Start of DATA FOR PROCESSING
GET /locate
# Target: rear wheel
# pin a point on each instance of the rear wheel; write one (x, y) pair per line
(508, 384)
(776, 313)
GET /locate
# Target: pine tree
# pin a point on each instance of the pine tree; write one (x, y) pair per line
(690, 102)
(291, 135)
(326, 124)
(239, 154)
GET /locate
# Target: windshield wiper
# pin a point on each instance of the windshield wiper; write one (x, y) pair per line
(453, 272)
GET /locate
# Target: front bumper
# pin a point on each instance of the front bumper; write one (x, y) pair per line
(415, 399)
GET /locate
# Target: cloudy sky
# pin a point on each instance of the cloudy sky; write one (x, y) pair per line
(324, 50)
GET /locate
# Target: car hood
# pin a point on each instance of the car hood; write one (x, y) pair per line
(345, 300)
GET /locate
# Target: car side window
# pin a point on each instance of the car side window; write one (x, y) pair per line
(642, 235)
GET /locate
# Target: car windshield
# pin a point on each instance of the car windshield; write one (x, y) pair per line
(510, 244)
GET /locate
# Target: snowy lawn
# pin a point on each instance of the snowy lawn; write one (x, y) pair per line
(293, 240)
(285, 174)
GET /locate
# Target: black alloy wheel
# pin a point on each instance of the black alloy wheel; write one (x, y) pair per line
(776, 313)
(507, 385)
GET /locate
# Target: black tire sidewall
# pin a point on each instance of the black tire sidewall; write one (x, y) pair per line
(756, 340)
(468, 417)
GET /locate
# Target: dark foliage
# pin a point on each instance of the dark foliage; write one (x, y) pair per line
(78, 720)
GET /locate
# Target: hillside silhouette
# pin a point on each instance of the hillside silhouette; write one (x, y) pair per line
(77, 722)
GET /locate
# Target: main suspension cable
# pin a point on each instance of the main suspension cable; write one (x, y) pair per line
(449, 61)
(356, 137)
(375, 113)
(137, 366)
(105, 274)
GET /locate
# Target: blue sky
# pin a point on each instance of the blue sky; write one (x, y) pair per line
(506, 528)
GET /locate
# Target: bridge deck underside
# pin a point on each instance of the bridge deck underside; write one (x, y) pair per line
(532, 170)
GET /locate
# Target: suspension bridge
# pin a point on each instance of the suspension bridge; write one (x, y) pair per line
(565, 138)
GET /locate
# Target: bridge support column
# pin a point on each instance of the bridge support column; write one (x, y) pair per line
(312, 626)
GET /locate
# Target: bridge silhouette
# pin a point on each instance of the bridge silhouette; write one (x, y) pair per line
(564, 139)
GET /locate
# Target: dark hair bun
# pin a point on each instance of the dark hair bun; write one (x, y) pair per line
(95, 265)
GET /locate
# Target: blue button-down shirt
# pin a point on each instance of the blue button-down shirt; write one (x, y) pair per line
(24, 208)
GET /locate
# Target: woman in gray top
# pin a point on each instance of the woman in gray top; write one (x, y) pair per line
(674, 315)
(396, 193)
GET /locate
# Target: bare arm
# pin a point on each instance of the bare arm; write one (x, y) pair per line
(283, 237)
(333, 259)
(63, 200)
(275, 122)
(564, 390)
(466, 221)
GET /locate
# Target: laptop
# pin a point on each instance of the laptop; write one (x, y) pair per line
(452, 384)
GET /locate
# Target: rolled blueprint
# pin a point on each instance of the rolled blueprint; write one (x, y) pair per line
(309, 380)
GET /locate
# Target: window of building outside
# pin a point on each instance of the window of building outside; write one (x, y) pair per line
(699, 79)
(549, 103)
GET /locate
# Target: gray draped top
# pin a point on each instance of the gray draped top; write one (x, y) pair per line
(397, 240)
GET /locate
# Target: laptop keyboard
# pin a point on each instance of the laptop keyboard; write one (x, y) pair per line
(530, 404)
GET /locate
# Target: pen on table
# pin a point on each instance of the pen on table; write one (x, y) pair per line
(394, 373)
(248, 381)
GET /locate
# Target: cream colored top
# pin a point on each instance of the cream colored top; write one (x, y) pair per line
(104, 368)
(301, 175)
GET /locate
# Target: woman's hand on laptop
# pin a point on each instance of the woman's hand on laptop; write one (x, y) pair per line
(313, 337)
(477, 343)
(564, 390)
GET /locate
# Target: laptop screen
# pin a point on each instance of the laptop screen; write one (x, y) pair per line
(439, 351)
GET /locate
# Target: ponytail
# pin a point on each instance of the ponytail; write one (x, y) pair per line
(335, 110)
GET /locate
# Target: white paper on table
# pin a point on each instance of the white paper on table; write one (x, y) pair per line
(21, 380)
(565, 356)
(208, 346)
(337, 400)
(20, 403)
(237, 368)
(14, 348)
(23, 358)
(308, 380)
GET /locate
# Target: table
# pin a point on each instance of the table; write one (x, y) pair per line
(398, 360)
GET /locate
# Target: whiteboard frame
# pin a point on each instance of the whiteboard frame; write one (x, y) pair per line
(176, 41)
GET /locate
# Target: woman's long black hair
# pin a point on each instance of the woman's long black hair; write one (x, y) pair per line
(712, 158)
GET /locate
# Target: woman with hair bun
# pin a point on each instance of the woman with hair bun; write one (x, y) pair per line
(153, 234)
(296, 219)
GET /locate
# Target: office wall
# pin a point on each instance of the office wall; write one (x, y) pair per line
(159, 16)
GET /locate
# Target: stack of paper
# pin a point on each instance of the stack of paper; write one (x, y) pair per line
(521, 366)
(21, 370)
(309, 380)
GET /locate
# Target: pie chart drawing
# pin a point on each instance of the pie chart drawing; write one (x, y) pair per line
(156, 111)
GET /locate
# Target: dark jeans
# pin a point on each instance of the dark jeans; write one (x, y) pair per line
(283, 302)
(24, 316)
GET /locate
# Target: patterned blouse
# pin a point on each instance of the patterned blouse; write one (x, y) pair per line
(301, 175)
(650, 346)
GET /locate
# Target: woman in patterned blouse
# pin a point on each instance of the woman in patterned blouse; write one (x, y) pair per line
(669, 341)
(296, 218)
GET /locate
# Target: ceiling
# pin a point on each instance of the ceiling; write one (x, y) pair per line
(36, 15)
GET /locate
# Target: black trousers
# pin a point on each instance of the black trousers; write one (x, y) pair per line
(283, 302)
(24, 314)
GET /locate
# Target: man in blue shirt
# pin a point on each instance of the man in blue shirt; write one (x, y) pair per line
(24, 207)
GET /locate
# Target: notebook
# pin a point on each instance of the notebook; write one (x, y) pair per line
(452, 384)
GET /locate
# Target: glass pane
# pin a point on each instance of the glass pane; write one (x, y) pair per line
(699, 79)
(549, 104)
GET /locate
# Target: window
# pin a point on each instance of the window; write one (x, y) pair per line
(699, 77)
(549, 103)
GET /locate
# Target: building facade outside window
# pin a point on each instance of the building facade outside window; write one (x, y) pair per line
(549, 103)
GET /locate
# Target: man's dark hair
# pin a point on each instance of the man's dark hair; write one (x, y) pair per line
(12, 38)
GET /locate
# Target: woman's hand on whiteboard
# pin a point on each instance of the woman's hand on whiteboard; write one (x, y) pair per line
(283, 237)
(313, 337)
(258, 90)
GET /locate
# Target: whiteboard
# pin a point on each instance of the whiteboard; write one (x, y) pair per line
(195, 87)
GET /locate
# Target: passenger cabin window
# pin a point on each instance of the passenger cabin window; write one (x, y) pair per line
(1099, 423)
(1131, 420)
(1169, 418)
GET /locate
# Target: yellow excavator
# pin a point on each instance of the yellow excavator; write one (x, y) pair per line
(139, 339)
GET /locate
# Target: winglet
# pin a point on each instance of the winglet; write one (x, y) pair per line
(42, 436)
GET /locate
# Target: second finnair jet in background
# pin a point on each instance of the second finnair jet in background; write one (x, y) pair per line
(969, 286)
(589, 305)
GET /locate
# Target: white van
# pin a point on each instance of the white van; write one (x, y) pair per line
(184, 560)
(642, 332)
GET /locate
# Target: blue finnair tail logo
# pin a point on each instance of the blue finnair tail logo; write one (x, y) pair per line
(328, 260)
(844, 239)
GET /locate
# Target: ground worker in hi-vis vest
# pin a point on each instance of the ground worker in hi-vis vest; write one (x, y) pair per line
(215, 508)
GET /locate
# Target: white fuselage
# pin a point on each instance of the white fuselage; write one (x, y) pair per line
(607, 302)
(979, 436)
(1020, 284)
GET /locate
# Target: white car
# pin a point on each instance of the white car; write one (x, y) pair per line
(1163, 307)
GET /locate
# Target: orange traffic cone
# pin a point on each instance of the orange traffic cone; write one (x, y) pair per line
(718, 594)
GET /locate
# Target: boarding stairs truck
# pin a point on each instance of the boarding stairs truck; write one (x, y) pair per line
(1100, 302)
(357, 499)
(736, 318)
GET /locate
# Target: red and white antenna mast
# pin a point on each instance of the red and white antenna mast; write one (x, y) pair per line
End of DATA FOR PROCESSING
List every line of the items above that contains the word "shirt", treating case as significant.

# Target: blue button-down shirt
# pin a point on each instance of the blue button-down shirt; write one (x, y) pair per line
# Target: man in blue shirt
# pin a point on each instance of the man in blue shirt; write one (x, y) pair per line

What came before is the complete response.